EXERCISE AIM: Provide only the number of lines below in which the string "hanging" occurs.

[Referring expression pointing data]
= Beginning of Section =

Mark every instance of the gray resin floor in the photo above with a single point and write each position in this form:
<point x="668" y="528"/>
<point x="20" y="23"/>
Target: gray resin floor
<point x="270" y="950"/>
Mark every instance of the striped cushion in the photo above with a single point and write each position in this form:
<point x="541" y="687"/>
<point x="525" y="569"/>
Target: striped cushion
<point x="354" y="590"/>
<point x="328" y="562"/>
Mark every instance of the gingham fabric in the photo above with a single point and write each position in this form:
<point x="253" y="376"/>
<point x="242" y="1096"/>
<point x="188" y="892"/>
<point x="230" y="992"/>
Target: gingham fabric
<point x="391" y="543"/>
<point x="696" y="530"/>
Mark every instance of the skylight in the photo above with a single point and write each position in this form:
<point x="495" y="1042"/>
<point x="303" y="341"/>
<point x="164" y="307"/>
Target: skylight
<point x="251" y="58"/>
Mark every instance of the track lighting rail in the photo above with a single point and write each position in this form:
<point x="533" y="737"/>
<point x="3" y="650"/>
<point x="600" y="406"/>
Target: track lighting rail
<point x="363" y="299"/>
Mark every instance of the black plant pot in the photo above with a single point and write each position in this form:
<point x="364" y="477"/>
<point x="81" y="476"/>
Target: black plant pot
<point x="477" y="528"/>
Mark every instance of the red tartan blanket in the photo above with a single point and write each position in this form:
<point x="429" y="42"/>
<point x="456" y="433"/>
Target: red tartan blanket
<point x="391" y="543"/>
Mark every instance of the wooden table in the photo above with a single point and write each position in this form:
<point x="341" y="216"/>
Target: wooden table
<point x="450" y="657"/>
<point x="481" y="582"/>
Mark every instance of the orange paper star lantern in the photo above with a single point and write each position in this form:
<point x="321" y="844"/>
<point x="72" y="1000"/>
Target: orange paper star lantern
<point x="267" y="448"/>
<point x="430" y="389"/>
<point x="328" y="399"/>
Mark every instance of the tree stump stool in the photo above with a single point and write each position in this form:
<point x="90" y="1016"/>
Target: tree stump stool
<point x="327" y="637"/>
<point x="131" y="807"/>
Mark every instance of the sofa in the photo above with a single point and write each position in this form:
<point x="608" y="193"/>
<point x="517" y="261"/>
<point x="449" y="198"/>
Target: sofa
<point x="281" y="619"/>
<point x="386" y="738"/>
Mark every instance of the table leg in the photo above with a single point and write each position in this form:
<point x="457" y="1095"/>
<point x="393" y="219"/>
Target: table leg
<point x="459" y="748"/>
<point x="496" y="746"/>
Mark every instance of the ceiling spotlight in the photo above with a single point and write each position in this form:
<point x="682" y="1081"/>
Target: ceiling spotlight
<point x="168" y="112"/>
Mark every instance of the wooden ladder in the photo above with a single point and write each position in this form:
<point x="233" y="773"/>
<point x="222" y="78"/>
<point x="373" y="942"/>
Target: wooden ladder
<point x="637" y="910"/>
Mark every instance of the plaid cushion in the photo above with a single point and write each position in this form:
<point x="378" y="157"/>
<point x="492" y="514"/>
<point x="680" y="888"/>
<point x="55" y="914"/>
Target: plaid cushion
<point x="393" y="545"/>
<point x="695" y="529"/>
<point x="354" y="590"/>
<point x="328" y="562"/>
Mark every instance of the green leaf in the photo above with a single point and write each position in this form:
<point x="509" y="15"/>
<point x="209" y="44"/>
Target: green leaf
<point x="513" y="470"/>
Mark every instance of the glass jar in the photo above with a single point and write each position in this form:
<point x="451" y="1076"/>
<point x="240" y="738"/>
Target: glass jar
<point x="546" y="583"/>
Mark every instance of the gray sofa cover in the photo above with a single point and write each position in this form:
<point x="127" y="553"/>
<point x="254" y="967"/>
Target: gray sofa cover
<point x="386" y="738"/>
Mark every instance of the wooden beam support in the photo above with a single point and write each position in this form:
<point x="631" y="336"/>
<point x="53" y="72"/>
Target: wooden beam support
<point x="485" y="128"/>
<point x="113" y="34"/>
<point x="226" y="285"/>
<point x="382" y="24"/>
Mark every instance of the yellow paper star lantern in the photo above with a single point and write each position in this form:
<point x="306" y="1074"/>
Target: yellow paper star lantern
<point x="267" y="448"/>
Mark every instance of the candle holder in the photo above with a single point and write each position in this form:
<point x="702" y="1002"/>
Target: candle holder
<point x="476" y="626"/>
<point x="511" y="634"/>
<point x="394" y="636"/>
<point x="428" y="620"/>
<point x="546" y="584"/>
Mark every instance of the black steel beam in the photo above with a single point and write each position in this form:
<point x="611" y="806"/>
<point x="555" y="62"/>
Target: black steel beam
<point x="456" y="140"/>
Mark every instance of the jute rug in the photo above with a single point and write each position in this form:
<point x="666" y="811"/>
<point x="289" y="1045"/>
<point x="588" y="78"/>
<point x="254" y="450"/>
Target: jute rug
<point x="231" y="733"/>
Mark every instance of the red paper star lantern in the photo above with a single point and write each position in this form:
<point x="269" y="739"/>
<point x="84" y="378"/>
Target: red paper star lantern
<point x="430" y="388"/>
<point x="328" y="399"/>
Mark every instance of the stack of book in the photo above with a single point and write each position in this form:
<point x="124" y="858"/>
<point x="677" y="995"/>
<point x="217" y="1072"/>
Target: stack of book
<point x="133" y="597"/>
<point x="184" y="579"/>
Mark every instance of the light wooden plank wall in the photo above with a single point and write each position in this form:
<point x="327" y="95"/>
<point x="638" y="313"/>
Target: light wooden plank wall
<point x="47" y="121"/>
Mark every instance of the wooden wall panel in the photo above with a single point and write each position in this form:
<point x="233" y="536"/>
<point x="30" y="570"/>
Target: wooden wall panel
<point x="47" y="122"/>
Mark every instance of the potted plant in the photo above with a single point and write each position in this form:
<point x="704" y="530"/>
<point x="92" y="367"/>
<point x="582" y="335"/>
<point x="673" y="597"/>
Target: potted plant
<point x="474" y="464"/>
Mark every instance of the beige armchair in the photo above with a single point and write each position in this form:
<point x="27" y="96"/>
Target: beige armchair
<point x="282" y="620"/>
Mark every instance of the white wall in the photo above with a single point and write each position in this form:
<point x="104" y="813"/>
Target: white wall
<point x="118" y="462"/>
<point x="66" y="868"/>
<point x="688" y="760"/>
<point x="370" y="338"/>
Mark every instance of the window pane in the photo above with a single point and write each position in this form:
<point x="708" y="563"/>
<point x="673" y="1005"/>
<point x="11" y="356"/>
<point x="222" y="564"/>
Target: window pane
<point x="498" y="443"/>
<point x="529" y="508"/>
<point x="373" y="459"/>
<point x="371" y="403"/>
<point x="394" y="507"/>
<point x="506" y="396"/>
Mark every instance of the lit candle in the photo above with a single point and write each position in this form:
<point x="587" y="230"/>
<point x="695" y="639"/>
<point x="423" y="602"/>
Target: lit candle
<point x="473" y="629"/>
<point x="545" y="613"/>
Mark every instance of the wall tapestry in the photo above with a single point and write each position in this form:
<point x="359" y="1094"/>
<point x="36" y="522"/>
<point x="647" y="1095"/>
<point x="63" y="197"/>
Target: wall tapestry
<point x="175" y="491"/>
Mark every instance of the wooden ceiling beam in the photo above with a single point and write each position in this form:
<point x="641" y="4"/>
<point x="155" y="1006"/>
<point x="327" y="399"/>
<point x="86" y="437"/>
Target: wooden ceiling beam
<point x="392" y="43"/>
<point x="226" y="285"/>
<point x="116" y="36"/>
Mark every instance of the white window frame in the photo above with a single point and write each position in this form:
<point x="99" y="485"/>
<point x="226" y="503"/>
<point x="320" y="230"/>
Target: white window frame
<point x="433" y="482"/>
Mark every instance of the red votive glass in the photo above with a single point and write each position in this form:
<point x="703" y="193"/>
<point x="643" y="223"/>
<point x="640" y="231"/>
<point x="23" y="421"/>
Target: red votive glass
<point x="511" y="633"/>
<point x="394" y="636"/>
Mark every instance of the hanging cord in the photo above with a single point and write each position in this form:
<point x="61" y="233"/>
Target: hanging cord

= End of Section =

SOLUTION FOR THIS PROBLEM: 2